AVAILABLE DATA.
○ ○ ○ ○ ○ ○ ○

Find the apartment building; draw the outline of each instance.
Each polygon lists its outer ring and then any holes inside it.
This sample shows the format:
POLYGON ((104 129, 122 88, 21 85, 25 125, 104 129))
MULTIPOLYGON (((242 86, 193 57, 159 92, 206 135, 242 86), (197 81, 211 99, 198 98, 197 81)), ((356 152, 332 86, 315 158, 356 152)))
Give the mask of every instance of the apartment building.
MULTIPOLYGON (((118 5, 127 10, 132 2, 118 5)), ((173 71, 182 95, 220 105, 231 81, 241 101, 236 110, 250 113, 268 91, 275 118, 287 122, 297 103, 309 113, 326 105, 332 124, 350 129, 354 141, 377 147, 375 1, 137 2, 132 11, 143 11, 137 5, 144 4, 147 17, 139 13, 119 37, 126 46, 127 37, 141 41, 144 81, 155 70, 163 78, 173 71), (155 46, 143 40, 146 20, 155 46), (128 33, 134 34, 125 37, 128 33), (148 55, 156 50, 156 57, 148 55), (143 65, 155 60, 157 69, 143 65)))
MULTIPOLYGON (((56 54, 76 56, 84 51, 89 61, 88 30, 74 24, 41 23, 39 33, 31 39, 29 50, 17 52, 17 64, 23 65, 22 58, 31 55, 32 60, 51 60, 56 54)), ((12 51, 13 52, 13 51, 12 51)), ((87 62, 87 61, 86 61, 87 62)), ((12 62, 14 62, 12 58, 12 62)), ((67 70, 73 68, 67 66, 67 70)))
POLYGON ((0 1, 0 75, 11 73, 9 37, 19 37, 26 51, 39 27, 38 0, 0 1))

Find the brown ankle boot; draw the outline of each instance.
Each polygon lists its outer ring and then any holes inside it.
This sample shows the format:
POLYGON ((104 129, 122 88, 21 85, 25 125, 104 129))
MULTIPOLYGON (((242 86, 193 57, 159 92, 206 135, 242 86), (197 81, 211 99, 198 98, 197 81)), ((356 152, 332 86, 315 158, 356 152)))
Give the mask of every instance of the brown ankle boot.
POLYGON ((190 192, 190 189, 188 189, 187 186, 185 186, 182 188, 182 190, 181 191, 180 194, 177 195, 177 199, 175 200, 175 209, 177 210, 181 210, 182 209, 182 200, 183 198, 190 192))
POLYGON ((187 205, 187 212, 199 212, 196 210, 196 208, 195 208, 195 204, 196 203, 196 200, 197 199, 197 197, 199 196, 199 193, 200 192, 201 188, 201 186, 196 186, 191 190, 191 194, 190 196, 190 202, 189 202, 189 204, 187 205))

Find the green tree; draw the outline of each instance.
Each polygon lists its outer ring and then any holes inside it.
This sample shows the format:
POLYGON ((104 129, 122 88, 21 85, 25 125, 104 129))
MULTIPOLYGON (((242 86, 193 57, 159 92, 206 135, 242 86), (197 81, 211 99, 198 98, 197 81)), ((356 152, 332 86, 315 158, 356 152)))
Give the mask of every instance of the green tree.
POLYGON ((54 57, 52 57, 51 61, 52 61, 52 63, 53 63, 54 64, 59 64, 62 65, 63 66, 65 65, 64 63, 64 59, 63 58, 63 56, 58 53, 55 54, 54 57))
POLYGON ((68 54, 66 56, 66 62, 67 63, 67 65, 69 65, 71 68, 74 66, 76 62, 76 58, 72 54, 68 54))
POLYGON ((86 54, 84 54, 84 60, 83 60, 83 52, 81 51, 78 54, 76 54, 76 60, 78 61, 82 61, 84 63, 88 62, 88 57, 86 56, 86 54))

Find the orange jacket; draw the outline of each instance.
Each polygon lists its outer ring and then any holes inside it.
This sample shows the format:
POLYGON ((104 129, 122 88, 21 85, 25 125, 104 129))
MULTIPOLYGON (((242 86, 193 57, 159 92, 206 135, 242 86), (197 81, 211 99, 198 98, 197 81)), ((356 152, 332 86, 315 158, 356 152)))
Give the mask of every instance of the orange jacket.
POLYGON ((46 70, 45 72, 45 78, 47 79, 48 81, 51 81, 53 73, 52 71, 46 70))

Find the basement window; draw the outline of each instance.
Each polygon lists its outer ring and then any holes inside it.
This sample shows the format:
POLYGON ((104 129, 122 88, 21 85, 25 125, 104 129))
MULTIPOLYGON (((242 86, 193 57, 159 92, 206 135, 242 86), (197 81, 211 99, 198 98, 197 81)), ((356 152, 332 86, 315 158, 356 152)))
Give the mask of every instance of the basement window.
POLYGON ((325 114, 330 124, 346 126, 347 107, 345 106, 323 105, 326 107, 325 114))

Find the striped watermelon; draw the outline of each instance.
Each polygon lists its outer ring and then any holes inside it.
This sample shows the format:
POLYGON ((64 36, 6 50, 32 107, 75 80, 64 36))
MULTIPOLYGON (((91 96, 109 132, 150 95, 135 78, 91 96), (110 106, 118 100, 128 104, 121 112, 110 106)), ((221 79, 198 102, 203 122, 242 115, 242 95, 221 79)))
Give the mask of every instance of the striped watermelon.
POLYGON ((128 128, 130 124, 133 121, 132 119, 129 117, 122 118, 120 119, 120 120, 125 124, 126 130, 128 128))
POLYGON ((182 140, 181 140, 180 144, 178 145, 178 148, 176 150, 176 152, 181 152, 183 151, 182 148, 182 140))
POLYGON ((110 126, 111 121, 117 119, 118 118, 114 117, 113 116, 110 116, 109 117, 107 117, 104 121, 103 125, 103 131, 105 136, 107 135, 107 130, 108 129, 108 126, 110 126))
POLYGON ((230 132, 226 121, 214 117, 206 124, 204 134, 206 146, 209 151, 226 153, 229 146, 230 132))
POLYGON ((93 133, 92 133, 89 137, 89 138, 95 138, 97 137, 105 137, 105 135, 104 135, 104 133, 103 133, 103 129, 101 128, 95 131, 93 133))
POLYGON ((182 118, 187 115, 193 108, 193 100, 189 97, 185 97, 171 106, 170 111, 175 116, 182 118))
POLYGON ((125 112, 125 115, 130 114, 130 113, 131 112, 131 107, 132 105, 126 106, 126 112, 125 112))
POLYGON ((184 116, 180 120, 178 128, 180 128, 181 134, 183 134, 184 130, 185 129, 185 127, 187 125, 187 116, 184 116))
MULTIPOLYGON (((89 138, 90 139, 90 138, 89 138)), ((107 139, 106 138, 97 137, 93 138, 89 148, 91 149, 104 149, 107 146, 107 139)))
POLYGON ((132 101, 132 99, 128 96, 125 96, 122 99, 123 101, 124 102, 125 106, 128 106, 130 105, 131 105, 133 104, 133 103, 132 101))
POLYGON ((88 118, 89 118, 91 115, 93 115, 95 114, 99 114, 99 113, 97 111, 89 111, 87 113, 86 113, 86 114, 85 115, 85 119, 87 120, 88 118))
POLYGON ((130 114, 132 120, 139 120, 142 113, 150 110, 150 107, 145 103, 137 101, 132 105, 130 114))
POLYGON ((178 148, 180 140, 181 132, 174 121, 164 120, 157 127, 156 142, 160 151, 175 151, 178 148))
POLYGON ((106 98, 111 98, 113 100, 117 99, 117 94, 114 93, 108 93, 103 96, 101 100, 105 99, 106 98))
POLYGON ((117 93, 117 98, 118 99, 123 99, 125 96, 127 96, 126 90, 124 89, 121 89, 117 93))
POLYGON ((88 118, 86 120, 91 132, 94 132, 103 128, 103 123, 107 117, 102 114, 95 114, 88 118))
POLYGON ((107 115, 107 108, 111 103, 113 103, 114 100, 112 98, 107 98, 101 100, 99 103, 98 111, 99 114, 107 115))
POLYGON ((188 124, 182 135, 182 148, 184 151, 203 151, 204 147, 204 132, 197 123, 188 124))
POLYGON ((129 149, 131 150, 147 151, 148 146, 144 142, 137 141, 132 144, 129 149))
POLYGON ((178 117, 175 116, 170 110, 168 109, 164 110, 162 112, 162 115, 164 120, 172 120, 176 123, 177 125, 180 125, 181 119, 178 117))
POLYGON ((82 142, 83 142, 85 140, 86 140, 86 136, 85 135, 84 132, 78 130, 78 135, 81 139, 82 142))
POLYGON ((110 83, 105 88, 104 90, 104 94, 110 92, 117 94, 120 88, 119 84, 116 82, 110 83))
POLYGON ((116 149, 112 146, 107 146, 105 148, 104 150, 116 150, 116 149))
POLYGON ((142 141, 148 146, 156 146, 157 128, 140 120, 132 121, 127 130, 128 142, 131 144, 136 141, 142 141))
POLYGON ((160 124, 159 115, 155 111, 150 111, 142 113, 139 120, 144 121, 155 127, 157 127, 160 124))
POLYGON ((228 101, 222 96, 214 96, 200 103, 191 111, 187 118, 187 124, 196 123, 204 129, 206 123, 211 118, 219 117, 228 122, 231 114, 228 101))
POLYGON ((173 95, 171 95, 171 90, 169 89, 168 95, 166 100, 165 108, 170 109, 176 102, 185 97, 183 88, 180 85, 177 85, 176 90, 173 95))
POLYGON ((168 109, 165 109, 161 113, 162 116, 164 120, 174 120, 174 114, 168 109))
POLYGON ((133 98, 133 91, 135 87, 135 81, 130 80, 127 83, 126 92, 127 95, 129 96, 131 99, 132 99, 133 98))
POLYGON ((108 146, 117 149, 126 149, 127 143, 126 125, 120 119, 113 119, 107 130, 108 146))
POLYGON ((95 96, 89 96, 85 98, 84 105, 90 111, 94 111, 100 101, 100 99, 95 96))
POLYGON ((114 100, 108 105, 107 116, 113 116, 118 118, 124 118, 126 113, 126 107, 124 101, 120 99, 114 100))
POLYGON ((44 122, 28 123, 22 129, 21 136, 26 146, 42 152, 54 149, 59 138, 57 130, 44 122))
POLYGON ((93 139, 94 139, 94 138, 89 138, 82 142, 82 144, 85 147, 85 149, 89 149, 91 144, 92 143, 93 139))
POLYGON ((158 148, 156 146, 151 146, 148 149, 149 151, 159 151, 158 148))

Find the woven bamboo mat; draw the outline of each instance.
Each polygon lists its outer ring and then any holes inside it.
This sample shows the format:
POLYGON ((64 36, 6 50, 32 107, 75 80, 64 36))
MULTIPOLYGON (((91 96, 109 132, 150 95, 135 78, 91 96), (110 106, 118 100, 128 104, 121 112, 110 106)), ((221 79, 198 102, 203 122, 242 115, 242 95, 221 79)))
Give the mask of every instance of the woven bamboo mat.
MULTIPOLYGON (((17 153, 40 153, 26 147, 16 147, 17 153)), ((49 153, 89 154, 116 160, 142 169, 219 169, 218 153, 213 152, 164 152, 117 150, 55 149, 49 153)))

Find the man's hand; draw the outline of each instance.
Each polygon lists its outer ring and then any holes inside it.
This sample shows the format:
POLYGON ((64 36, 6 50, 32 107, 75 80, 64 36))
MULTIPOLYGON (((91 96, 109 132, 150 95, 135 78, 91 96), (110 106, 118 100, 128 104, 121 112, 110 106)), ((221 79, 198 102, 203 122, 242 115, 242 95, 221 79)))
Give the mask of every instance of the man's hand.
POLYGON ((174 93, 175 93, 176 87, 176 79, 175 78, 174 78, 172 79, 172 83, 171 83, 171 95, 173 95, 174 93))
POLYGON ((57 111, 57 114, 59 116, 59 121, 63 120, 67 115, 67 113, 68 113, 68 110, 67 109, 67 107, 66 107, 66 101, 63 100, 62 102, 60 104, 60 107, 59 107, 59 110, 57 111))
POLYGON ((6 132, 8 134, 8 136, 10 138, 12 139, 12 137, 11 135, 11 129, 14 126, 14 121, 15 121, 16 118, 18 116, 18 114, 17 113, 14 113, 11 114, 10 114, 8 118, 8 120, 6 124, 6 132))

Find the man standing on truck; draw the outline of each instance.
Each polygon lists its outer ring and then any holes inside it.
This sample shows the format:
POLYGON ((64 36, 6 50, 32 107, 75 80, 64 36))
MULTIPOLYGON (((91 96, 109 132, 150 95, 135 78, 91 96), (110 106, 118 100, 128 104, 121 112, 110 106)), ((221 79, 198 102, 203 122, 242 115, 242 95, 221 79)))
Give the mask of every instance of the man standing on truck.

○ ○ ○ ○ ○ ○ ○

TASK DESCRIPTION. Copy out the records word for word, starting at their first line and stopping after the line that contains "Give the mask of every instance of the apartment".

RESPONSE TO THIS TASK.
Find the apartment building; draw the outline of each instance.
Each polygon lists its outer ring and then any holes inside it.
This sample shows the format:
POLYGON ((104 129, 122 88, 21 85, 25 125, 104 129))
MULTIPOLYGON (((242 86, 193 57, 159 92, 206 135, 242 86), (197 81, 211 99, 198 98, 197 81)), ((356 152, 332 86, 315 158, 356 152)))
Give the mask of every instance of the apartment building.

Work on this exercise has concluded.